REQUIREMENT
List every place name that appears in the artist interview below.

TEXT FOR ANALYSIS
....................

For this week’s artist interview I had the chance to meet probably one of the “chillest” artists I’ve met all semester. I was able to meet and interview Jordan Phillips in Gatov-East, a sculpting artist from Boston. Originally, she was a classical arts artist. However, she “got super bored” with it and decided to pack everything up and come to California. It was almost like a /spur of the moment/ kind of thing for her. She wanted to branch out and try not only anything but also everything.
According to Jordan, Cal State Long Beach is great for her and other artists because it has the widest array of things you can do for your major (although there is no minor for art). Backpacking on this, she jokes that she’s been putting off graduating because there’s so any other classes that she hasn’t taken yet. She also finds is frustrating when people question her decision to major in art. People would say things like, “Why go to school for it if you can do it just for fun?” To Jordan, it’s simple: art i her life and that’s what she wants to do.
After moving here, Jordan took at metals class and completely fell in love with it. Along with this, she also works with enamel, kilns, and hammering to get her art the way she wants it to look (she even uses acid on certain works so it’ll get this kind of crazy aspect to it).
Jordan sculpts various different objects with strong emphasis on flowers and organic themes. When she described it to me, she said it’s kind of like looking at cells through a magnified scope and interpreting the shapes/ colors of what she sees in her pieces. She likes to portray all the psychedelic colors and the changing geometric shapes. Mixing mediums if one of her favorite things to do as well, like fibers and woods.
Jordan also tells that she usually doesn’t keep much of her pieces. Either she will go back and tweak them later (silver can be melted down to start all over again) or she simply throws out the ones she believes are “crap”.
Although she states it’s always interesting to pursue art, it can also be terribly expensive. For Jordan, she spends about $500 on silver and glass every semester. These past weeks as she prepared for the show she was just about completely broke ad was living off fast food and the free ramen noodles in the campus studio.
It’s also interesting that most of the women in her family are some sort of artists or designed. So, I guess you could say she comes from a line of creativity!

....................

DATASET ENTRIES
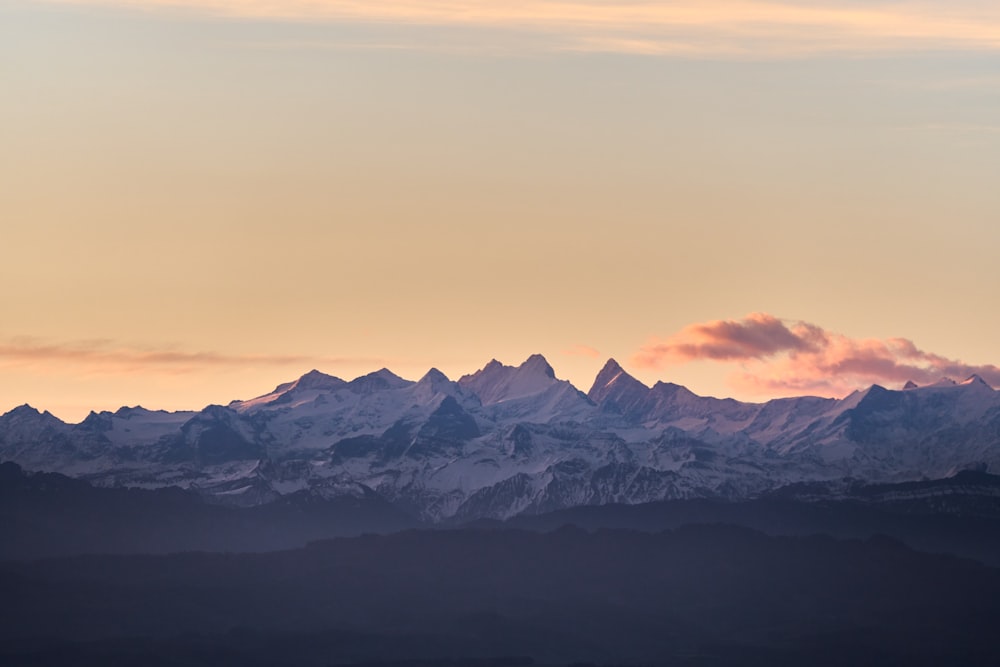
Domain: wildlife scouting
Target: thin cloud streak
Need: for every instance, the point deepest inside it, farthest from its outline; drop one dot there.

....................

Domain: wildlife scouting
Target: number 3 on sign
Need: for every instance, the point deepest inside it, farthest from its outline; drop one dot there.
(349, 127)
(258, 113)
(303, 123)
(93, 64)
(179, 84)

....................

EXPECTED OUTPUT
Gatov-East, Boston, California, Cal State Long Beach